EXERCISE TASK → Convert the records below into a Markdown table with the columns "Line No." and "Content", numbering each non-blank line in order and omitting blank lines.

::::::::

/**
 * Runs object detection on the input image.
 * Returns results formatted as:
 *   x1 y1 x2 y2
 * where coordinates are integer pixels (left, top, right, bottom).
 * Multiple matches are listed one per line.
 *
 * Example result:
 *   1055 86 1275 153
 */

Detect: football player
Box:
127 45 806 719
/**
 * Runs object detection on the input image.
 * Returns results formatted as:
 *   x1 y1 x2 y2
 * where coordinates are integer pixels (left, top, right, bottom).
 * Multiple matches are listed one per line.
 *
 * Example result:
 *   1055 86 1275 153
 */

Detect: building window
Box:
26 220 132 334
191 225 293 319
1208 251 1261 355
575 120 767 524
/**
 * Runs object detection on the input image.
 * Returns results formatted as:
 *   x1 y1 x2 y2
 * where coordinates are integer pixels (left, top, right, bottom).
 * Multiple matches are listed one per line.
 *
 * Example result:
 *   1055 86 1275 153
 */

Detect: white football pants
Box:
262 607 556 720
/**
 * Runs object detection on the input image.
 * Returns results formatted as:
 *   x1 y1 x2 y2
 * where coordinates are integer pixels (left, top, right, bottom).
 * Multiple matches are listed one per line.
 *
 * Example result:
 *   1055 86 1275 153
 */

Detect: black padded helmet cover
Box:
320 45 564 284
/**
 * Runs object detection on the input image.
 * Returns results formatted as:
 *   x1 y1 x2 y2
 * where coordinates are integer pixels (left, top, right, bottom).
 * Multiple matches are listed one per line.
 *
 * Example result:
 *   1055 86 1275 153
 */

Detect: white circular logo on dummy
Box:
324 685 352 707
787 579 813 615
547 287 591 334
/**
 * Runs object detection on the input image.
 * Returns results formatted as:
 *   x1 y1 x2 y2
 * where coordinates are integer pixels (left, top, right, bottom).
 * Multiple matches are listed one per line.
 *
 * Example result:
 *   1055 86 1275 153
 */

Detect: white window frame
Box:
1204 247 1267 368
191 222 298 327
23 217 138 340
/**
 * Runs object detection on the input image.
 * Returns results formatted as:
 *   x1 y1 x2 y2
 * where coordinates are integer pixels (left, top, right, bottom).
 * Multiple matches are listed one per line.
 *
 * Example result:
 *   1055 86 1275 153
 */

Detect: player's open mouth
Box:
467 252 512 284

::::::::

EXERCISE RESPONSE →
| Line No. | Content |
|---|---|
| 1 | /** |
| 2 |  * Runs object detection on the input image. |
| 3 |  * Returns results formatted as: |
| 4 |  *   x1 y1 x2 y2 |
| 5 |  * where coordinates are integer pixels (left, top, right, bottom). |
| 6 |  * Multiple matches are listed one per line. |
| 7 |  * |
| 8 |  * Example result: |
| 9 |  *   1055 86 1275 153 |
| 10 |  */ |
| 11 | Detect: football player |
| 12 | Box: |
| 13 | 127 45 806 719 |
| 14 | /** |
| 15 |  * Runs object detection on the input image. |
| 16 |  * Returns results formatted as: |
| 17 |  *   x1 y1 x2 y2 |
| 18 |  * where coordinates are integer pixels (left, top, right, bottom). |
| 19 |  * Multiple matches are listed one per line. |
| 20 |  * |
| 21 |  * Example result: |
| 22 |  *   1055 86 1275 153 |
| 23 |  */ |
| 24 | Detect: building window |
| 25 | Box: |
| 26 | 26 220 132 334 |
| 27 | 191 225 293 319 |
| 28 | 1208 251 1261 355 |
| 29 | 575 120 767 524 |
| 30 | /** |
| 31 |  * Runs object detection on the input image. |
| 32 |  * Returns results formatted as: |
| 33 |  *   x1 y1 x2 y2 |
| 34 |  * where coordinates are integer pixels (left, top, right, bottom). |
| 35 |  * Multiple matches are listed one per line. |
| 36 |  * |
| 37 |  * Example result: |
| 38 |  *   1055 86 1275 153 |
| 39 |  */ |
| 40 | Detect: white football pants |
| 41 | Box: |
| 42 | 262 607 556 720 |
| 43 | /** |
| 44 |  * Runs object detection on the input image. |
| 45 |  * Returns results formatted as: |
| 46 |  *   x1 y1 x2 y2 |
| 47 |  * where coordinates are integer pixels (left, top, right, bottom). |
| 48 |  * Multiple matches are listed one per line. |
| 49 |  * |
| 50 |  * Example result: |
| 51 |  *   1055 86 1275 153 |
| 52 |  */ |
| 53 | Detect: black padded helmet cover |
| 54 | Box: |
| 55 | 320 45 564 284 |
| 56 | /** |
| 57 |  * Runs object detection on the input image. |
| 58 |  * Returns results formatted as: |
| 59 |  *   x1 y1 x2 y2 |
| 60 |  * where coordinates are integer pixels (left, top, right, bottom). |
| 61 |  * Multiple matches are listed one per line. |
| 62 |  * |
| 63 |  * Example result: |
| 64 |  *   1055 86 1275 153 |
| 65 |  */ |
| 66 | Detect: white circular logo on dummy |
| 67 | Box: |
| 68 | 324 685 352 707 |
| 69 | 787 579 813 615 |
| 70 | 547 287 591 334 |
| 71 | /** |
| 72 |  * Runs object detection on the input image. |
| 73 |  * Returns results formatted as: |
| 74 |  *   x1 y1 x2 y2 |
| 75 |  * where coordinates are integer pixels (left, top, right, bottom). |
| 76 |  * Multiple matches are listed one per line. |
| 77 |  * |
| 78 |  * Example result: |
| 79 |  *   1055 86 1275 153 |
| 80 |  */ |
| 81 | Detect: white window frame |
| 82 | Box: |
| 83 | 1204 247 1267 368 |
| 84 | 191 222 298 327 |
| 85 | 23 217 138 340 |
| 86 | /** |
| 87 |  * Runs object detection on the input image. |
| 88 |  * Returns results formatted as: |
| 89 |  *   x1 y1 x2 y2 |
| 90 |  * where coordinates are integer pixels (left, top, right, bottom). |
| 91 |  * Multiple matches are listed one per line. |
| 92 |  * |
| 93 |  * Example result: |
| 94 |  *   1055 86 1275 153 |
| 95 |  */ |
| 96 | Detect: player's open mouth |
| 97 | Box: |
| 98 | 467 252 512 284 |